### QUOTED PASSAGE
BEGIN

Monday, December 9, 2013

Fathers and daughters

There is a hole in my heart. A hole I want filled but possibly this is an un-fulfill-able wish. It gets bigger as December 25 approaches. No doctor can fix the problem.

I hear that If you don't get what you want, often it means you didn't want it badly enough. In light of my wish I wanted to test this theory. A new Google invention, the Time Reverser reverses and freezes time at the point where one wants time to stop and then it goes forward once again, per one's instruction. I felt that I had hit the jackpot. I became convinced that this would be the tool that would close the hole in my heart. So, on Black Friday, I went and got myself this new gadget from a store nearby. It is a convoluted contraption of bright plastic possibly created by a 3-D printer. Once I got it, I couldn't wait to open it and use it and see if it did close the hole in my heart.

END

### DATASET EXCERPTS
BEGIN

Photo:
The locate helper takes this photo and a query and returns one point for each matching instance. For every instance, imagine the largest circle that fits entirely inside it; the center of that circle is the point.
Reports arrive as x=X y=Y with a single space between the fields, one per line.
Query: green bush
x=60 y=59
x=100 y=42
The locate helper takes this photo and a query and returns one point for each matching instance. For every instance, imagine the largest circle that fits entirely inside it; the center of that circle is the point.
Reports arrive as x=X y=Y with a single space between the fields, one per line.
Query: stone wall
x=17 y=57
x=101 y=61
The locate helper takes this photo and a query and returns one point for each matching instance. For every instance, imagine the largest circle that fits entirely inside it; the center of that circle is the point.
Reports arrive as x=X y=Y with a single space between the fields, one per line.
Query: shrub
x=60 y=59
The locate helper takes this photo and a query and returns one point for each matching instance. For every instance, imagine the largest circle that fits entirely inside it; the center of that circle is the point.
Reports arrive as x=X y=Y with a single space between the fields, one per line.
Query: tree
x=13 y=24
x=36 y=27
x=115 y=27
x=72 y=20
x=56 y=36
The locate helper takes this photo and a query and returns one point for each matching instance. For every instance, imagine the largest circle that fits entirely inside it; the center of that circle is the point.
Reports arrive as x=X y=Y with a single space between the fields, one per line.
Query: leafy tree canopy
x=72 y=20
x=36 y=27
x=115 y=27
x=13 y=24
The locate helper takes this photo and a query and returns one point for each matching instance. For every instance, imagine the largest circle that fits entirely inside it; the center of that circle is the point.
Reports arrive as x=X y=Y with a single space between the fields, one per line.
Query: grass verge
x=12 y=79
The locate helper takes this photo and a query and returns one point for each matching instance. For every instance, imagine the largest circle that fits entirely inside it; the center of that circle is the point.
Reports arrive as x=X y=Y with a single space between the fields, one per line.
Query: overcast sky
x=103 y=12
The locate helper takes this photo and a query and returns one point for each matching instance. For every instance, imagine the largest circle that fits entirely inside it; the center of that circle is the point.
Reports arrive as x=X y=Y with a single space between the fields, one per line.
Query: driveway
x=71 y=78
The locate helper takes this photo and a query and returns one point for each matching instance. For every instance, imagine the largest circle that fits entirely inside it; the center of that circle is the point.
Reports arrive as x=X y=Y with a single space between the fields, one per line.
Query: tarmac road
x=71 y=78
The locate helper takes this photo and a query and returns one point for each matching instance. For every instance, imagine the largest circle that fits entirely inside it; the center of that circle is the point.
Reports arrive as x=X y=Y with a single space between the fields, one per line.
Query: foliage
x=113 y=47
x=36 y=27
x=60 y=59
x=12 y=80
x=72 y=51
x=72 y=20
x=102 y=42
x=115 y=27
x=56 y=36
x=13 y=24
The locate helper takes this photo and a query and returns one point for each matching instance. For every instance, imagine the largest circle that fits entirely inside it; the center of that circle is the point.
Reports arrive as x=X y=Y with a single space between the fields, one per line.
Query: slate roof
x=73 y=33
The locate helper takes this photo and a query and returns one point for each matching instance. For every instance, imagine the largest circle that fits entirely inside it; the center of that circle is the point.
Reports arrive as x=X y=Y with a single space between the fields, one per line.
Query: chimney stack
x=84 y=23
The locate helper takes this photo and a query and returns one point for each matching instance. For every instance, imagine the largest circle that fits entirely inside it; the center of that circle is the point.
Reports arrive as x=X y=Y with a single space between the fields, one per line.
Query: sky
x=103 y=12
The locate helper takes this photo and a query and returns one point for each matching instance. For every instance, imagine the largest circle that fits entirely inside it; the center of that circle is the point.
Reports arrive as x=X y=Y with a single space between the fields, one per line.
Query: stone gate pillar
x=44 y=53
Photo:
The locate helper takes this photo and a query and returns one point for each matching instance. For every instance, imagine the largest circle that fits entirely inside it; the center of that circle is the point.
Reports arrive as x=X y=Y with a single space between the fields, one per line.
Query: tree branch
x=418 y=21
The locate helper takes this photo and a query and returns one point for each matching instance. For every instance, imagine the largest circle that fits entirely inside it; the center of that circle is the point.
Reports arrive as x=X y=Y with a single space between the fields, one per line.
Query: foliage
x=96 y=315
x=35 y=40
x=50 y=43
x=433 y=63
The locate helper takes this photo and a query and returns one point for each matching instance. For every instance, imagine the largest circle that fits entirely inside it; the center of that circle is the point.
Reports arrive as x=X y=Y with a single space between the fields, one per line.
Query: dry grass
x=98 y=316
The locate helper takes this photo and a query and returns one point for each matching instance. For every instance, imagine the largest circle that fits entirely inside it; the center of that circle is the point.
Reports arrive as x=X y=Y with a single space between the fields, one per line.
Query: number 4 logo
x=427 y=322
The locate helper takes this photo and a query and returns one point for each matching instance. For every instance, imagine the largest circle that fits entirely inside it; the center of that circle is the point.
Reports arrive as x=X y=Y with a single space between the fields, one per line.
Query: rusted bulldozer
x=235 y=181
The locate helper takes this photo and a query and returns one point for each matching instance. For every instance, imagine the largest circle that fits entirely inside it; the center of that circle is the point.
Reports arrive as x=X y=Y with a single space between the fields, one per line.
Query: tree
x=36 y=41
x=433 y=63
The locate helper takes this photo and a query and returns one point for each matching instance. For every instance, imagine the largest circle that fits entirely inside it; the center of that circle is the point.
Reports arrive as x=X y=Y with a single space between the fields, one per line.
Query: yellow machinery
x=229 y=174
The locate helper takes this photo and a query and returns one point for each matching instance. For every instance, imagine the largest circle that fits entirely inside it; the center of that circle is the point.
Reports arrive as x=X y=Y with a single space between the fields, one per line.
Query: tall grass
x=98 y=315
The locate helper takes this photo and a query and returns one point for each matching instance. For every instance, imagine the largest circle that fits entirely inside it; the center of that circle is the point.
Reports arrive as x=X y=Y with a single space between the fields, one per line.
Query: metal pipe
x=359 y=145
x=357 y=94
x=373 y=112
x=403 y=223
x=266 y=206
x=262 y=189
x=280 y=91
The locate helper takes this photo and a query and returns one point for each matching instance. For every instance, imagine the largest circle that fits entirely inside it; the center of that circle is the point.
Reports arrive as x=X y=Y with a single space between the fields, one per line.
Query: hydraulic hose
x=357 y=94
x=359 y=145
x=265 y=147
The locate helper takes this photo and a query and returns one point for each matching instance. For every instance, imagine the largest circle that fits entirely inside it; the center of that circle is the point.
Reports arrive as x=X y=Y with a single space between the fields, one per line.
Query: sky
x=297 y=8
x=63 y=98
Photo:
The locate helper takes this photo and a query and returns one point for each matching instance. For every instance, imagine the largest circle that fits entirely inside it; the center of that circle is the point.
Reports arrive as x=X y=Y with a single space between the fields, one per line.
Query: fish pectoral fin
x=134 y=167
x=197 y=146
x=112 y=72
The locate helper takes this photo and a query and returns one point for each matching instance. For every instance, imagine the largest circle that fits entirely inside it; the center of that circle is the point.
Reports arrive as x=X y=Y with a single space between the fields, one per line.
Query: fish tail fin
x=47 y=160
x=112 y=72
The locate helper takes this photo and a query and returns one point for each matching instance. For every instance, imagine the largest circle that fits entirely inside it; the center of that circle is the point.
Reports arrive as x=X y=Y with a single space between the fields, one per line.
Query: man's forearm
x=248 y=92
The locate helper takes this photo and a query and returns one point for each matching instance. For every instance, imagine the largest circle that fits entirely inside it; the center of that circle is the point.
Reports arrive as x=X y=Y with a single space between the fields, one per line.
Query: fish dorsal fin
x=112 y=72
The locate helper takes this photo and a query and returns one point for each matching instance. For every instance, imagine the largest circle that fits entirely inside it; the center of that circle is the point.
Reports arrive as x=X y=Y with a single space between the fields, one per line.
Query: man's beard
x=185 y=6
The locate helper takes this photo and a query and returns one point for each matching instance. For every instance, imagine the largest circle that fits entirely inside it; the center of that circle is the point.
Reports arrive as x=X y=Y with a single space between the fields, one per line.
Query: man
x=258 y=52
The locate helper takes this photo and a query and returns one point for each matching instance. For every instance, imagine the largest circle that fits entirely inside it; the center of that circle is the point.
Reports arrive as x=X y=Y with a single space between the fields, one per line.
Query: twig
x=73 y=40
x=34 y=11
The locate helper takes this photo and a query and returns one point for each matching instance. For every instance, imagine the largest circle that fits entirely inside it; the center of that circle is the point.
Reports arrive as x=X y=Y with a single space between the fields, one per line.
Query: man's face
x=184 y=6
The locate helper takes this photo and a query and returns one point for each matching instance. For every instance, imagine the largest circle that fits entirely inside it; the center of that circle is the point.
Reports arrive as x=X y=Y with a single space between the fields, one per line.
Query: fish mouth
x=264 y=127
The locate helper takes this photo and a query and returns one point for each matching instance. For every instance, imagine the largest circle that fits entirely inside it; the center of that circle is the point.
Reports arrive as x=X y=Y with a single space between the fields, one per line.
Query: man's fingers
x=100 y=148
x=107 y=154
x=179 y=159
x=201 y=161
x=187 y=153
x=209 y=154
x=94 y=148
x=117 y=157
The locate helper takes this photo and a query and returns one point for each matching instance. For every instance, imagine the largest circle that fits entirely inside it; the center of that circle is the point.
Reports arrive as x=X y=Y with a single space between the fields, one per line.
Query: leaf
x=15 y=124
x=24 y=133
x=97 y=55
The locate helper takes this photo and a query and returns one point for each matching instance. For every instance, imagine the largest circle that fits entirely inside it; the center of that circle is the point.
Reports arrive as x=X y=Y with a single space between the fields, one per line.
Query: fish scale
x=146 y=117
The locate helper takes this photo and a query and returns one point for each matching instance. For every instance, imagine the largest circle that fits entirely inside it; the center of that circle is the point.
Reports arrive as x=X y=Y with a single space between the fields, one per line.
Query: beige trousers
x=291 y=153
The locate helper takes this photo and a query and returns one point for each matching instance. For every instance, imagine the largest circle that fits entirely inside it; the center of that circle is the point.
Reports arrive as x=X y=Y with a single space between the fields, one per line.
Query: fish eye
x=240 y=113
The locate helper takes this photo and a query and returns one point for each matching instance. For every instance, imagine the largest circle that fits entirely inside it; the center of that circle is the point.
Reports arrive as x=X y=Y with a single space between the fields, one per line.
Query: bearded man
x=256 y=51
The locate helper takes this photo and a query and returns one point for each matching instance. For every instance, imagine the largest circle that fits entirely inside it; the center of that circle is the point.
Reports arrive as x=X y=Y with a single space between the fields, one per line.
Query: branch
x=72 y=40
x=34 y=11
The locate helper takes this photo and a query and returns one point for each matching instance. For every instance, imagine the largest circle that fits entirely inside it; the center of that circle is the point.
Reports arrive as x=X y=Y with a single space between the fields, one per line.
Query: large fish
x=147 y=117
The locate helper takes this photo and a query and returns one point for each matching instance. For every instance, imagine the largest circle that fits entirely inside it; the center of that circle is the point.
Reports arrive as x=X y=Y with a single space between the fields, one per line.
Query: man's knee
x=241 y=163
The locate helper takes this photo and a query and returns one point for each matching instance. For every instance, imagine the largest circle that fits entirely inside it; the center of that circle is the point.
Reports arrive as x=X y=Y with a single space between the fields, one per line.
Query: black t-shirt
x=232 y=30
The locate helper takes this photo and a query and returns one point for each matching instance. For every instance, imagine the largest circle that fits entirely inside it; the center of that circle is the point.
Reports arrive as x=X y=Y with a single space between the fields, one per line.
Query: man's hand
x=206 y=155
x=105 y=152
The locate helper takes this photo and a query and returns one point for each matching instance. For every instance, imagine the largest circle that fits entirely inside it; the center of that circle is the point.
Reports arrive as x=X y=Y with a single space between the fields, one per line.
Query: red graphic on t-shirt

END

### EXERCISE BRIEF
Summarize the post titled "Fathers and daughters" in two sentences. The listing has no connection to the post.

### SOLUTION TO THIS TASK
The writer describes a hole in the heart that grows bigger as December 25 approaches and that no doctor can fix. To test the idea that an unmet wish wasn't wanted badly enough, the writer bought a new Google gadget called the Time Reverser on Black Friday, believing it would close that hole and eager to try it.